- **WHAT THE TASK REQUIRES**:
Print the listing in its entirety and exactly, leaving out images.

Stored items from a collection
%%
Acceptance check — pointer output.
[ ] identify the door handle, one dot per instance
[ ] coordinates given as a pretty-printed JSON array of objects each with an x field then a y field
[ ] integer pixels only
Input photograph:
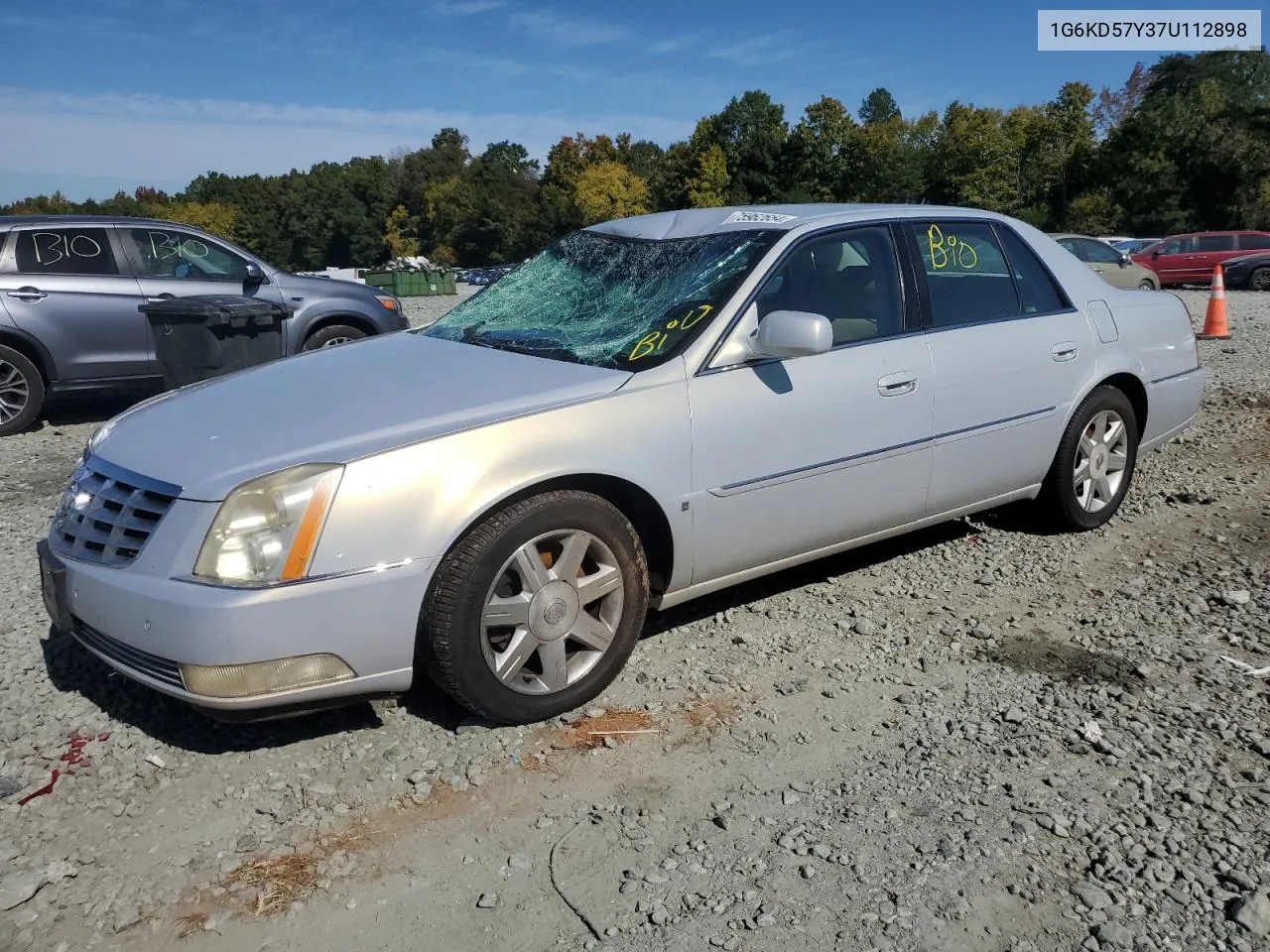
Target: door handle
[
  {"x": 28, "y": 295},
  {"x": 897, "y": 384}
]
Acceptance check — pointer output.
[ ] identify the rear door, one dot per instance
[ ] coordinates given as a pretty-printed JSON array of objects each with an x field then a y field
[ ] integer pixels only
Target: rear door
[
  {"x": 1174, "y": 259},
  {"x": 1010, "y": 353},
  {"x": 1254, "y": 241},
  {"x": 177, "y": 263},
  {"x": 70, "y": 289},
  {"x": 1210, "y": 250}
]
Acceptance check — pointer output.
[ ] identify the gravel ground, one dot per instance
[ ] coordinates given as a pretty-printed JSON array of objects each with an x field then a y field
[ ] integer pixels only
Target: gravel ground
[
  {"x": 975, "y": 738},
  {"x": 423, "y": 311}
]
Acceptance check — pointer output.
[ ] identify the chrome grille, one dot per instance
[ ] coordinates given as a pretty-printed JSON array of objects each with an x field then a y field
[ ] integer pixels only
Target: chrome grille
[
  {"x": 107, "y": 513},
  {"x": 127, "y": 656}
]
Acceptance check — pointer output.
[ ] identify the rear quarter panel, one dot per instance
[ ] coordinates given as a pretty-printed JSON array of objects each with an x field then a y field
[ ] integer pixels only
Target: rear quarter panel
[{"x": 1157, "y": 345}]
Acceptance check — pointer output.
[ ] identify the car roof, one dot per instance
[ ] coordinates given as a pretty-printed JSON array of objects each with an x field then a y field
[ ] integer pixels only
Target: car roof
[
  {"x": 694, "y": 222},
  {"x": 8, "y": 221}
]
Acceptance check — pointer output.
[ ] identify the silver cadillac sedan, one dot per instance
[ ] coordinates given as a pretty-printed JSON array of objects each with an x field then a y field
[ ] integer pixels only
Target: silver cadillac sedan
[{"x": 647, "y": 412}]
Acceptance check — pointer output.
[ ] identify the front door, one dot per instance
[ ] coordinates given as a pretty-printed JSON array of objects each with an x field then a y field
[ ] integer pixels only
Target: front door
[
  {"x": 798, "y": 454},
  {"x": 1010, "y": 353},
  {"x": 70, "y": 289}
]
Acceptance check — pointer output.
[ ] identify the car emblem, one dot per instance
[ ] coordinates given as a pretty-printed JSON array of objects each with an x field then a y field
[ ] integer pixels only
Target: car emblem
[{"x": 554, "y": 612}]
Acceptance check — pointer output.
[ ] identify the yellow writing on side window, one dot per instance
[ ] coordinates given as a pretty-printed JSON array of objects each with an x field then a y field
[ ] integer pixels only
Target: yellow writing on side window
[
  {"x": 949, "y": 250},
  {"x": 653, "y": 341}
]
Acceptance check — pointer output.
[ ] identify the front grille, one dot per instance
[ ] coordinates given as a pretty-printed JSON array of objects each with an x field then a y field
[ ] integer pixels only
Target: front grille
[
  {"x": 131, "y": 657},
  {"x": 107, "y": 515}
]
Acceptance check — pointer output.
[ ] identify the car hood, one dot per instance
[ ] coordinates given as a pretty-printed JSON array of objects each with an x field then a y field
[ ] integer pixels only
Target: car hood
[{"x": 334, "y": 405}]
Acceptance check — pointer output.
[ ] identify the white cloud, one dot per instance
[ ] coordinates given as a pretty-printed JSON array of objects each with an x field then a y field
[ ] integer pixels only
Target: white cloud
[
  {"x": 157, "y": 139},
  {"x": 466, "y": 8},
  {"x": 568, "y": 31}
]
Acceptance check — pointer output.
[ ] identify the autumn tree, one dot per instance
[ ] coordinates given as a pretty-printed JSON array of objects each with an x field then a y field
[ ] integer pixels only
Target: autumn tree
[{"x": 608, "y": 190}]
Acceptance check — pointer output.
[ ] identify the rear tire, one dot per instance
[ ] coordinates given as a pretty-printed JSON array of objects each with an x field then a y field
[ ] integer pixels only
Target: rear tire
[
  {"x": 22, "y": 391},
  {"x": 513, "y": 639},
  {"x": 333, "y": 335},
  {"x": 1095, "y": 462}
]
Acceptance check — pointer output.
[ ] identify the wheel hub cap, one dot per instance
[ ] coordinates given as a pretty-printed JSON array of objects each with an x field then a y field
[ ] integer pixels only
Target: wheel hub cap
[{"x": 554, "y": 611}]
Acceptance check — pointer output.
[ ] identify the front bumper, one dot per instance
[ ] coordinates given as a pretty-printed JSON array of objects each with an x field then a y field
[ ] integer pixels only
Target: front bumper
[{"x": 146, "y": 626}]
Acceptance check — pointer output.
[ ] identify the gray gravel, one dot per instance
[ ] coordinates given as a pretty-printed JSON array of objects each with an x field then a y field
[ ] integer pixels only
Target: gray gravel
[
  {"x": 976, "y": 738},
  {"x": 423, "y": 311}
]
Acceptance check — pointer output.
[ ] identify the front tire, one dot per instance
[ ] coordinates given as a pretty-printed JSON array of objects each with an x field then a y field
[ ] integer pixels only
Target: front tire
[
  {"x": 334, "y": 335},
  {"x": 22, "y": 391},
  {"x": 536, "y": 610},
  {"x": 1095, "y": 461}
]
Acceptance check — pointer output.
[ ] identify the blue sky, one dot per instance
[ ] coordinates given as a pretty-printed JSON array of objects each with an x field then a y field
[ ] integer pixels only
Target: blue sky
[{"x": 155, "y": 91}]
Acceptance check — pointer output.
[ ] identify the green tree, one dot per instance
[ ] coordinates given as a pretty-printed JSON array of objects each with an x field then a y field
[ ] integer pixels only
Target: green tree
[
  {"x": 400, "y": 234},
  {"x": 707, "y": 188}
]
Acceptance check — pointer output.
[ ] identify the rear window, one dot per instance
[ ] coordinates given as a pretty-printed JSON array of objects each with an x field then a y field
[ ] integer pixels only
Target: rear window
[{"x": 64, "y": 252}]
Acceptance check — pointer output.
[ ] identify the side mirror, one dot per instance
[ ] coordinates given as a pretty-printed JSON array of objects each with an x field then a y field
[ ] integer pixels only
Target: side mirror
[{"x": 792, "y": 334}]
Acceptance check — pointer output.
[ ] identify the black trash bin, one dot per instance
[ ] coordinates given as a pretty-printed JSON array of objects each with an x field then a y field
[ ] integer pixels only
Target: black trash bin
[{"x": 207, "y": 335}]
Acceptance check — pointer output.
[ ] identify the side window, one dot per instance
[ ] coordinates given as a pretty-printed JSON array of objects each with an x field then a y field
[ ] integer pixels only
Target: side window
[
  {"x": 1039, "y": 293},
  {"x": 183, "y": 255},
  {"x": 64, "y": 252},
  {"x": 851, "y": 277},
  {"x": 1215, "y": 243},
  {"x": 1074, "y": 246},
  {"x": 965, "y": 272},
  {"x": 1100, "y": 253}
]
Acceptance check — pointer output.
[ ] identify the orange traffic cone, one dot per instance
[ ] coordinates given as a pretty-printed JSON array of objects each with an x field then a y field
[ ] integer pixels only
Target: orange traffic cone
[{"x": 1214, "y": 321}]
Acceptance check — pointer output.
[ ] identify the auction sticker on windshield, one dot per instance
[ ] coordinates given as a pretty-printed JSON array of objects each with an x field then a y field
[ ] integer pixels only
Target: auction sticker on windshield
[{"x": 766, "y": 217}]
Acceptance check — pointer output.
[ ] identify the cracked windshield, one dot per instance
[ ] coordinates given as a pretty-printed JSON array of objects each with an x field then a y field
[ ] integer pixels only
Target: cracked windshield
%%
- **RESULT FOR THIS TASK**:
Acceptance check — pointer output.
[ ] identify the door handle, one dot per instance
[ ] coordinates given as a pretty-printed JSON array of objects each with an x field then a y field
[ ] integer pixels only
Input photograph:
Target: door handle
[
  {"x": 28, "y": 295},
  {"x": 897, "y": 384}
]
Acceptance check — pointer output.
[ ] identify the rear door, one dot per instance
[ ] coordinates given as a pretty-printed JSON array of objects each with an x field then a y field
[ ] integer pixels only
Target: rear door
[
  {"x": 1174, "y": 259},
  {"x": 1010, "y": 353},
  {"x": 1254, "y": 241},
  {"x": 177, "y": 263},
  {"x": 70, "y": 289},
  {"x": 1210, "y": 250}
]
Acceptance check — pointer output.
[ ] identify the gravel ground, one dot per instance
[ ] coordinates given as a pretty-printed JSON array of objects each with an x field then a y field
[ ] integer pixels only
Target: gravel ground
[
  {"x": 975, "y": 738},
  {"x": 423, "y": 311}
]
Acceptance check — pointer output.
[ ] identify the chrome grille, one dot per instance
[ ] coordinates given as a pretty-printed JSON array of objects each with an x field then a y field
[ ] integer pixels only
Target: chrome grille
[
  {"x": 107, "y": 513},
  {"x": 127, "y": 656}
]
Acceptance check — pointer output.
[ ] identify the rear quarter panel, one dot per instance
[ ] coordinates given as a pretty-printed JSON array of objects each with an x field then a y field
[ ] integer pixels only
Target: rear quarter panel
[{"x": 1157, "y": 345}]
Acceptance check — pointer output.
[ ] identify the car roof, one dot per instance
[ ] coordinates given as a pretty-printed JSON array of objects each with an x field then a y field
[ ] integer pixels only
Target: car roof
[
  {"x": 694, "y": 222},
  {"x": 8, "y": 221}
]
Acceptance check — pointer output.
[ ] identify the silver cadillac sedan, one dot per instance
[ ] coordinates given as a pretty-printed JSON array of objects each with an x field then a y field
[ ] integer pixels only
Target: silver cadillac sedan
[{"x": 647, "y": 412}]
Acceptance check — pointer output.
[ ] identify the front door, one dot per instance
[ ] coordinates given as a pretty-printed JSON array of objects each with an x field then a y field
[ ] integer pixels only
Target: front door
[
  {"x": 798, "y": 454},
  {"x": 1010, "y": 353},
  {"x": 70, "y": 289}
]
Acceptance check — pointer output.
[ ] identify the car emblem, one dot per instance
[ ] coordinates given as a pretty-printed JSON array of objects each with an x field then a y field
[ ] integer pixels only
Target: car emblem
[{"x": 554, "y": 612}]
Acceptance check — pointer output.
[ ] identify the yellow writing on side window, one dot per instance
[ ] coordinates given as a pretty-printed JSON array of objects each with an x field then a y field
[ ] integer pixels only
Target: yellow writing on side window
[
  {"x": 949, "y": 250},
  {"x": 653, "y": 341}
]
Acceptance check — pointer output.
[ ] identify the front grille, one dot per instance
[ ] coordinates given as a pretty-printed JSON array of objects each with an x field then a y field
[ ] integer pixels only
Target: front grille
[
  {"x": 131, "y": 657},
  {"x": 107, "y": 515}
]
Acceptance check — pointer output.
[ ] identify the car hood, one dot per instance
[ ] coordinates given as a pretty-printed JSON array of objects each with an x field then a y field
[ ] integer pixels only
Target: car hood
[{"x": 334, "y": 405}]
Acceptance check — pointer output.
[ ] identify the white cloud, one dot per instance
[ ] coordinates given as a pretty-printed JSON array of objects each with an x field then a y field
[ ] integer pixels only
Target: white cloud
[
  {"x": 157, "y": 139},
  {"x": 466, "y": 8},
  {"x": 568, "y": 31}
]
Acceptance check — pointer output.
[ ] identify the autumn tree, one dot per instance
[ ] coordinates given as a pretty-printed JSON array of objects each with an x field then a y field
[ ] integer pixels only
Target: autumn tree
[{"x": 608, "y": 190}]
Acceptance check — pointer output.
[ ] identify the rear tire, one dot per instance
[ ] coordinates given as a pretty-printed JSON array of objects each with an x field then a y field
[ ] integer pixels only
Target: rear tire
[
  {"x": 22, "y": 391},
  {"x": 513, "y": 639},
  {"x": 333, "y": 335},
  {"x": 1095, "y": 462}
]
Acceptance check — pointer output.
[ ] identify the wheel hub cap, one dot per instance
[ ] coordinates given as a pretty-printed JSON array of objects each with an x field then a y field
[ ] integer pixels only
Target: wheel hub cap
[{"x": 554, "y": 611}]
Acceptance check — pointer output.
[ ] identify the front bumper, one dot per instance
[ ] coordinates given as a pretty-printed JSON array of objects each with an x field then a y field
[ ] integer pixels only
Target: front bumper
[{"x": 146, "y": 626}]
Acceptance check — pointer output.
[ ] identify the gray gravel, one dot per instance
[ ] coordinates given as a pretty-printed JSON array of objects each with an x field then a y field
[ ] integer pixels only
Target: gray gravel
[
  {"x": 976, "y": 738},
  {"x": 423, "y": 311}
]
Acceptance check — pointer output.
[ ] identify the front tire, one dot per instance
[ ] coordinates given as a pretty-printed JSON array of objects each with an x field then a y field
[ ] integer pixels only
Target: front tire
[
  {"x": 334, "y": 335},
  {"x": 22, "y": 391},
  {"x": 536, "y": 610},
  {"x": 1095, "y": 461}
]
Acceptance check — pointer output.
[ ] identify the blue sky, one dot per instance
[ ] coordinates given as a pretty-printed JSON array of objects each with an x field then a y field
[ ] integer pixels only
Target: blue sky
[{"x": 155, "y": 91}]
Acceptance check — pointer output.
[ ] identify the green tree, one dot per instance
[ ] coordinates given as a pretty-printed JSON array of objects each with an x field then a y field
[ ] integer pixels only
Target: green tree
[
  {"x": 400, "y": 234},
  {"x": 707, "y": 188}
]
Acceptance check — pointer output.
[ ] identify the rear window, one dot per instance
[ ] coordinates given as a pretty-printed JSON array of objects each with an x field then a y field
[ ] integer pixels only
Target: rear window
[{"x": 64, "y": 252}]
Acceptance check — pointer output.
[ ] identify the side mirror, one dot per instance
[ ] coordinates given as a pretty-printed JSON array of objects each with an x field then a y field
[ ] integer pixels only
Target: side mirror
[{"x": 792, "y": 334}]
Acceptance check — pointer output.
[ ] identify the black trash bin, one dot per instance
[ ] coordinates given as a pretty-printed JSON array of objects each with an x field then a y field
[ ] integer pixels only
Target: black trash bin
[{"x": 207, "y": 335}]
Acceptance check — pointer output.
[ ] identify the side window, one dot per instance
[ ] coordinates given as a pretty-printed JSON array of objects each with an x field then a y field
[ ] integer pixels only
Target: side window
[
  {"x": 1039, "y": 293},
  {"x": 183, "y": 255},
  {"x": 64, "y": 252},
  {"x": 851, "y": 277},
  {"x": 1215, "y": 243},
  {"x": 1074, "y": 246},
  {"x": 965, "y": 272},
  {"x": 1100, "y": 253}
]
Acceptance check — pointer output.
[ ] identify the orange traffic cone, one dot per instance
[ ] coordinates given as a pretty-printed JSON array of objects each with an x field then a y field
[ ] integer pixels only
Target: orange traffic cone
[{"x": 1214, "y": 321}]
Acceptance check — pointer output.
[ ] identify the auction sticker on windshield, one dot per instance
[ ] coordinates given as a pretty-printed JSON array of objects each with an x field then a y field
[ ] integer pixels only
Target: auction sticker on windshield
[{"x": 766, "y": 217}]
Acceptance check — pointer output.
[ ] identify the cracked windshield, one dot per instance
[ ] coordinates given as a pretty-printed JSON array of objects each with an x field then a y field
[ ] integer pixels only
Target: cracked windshield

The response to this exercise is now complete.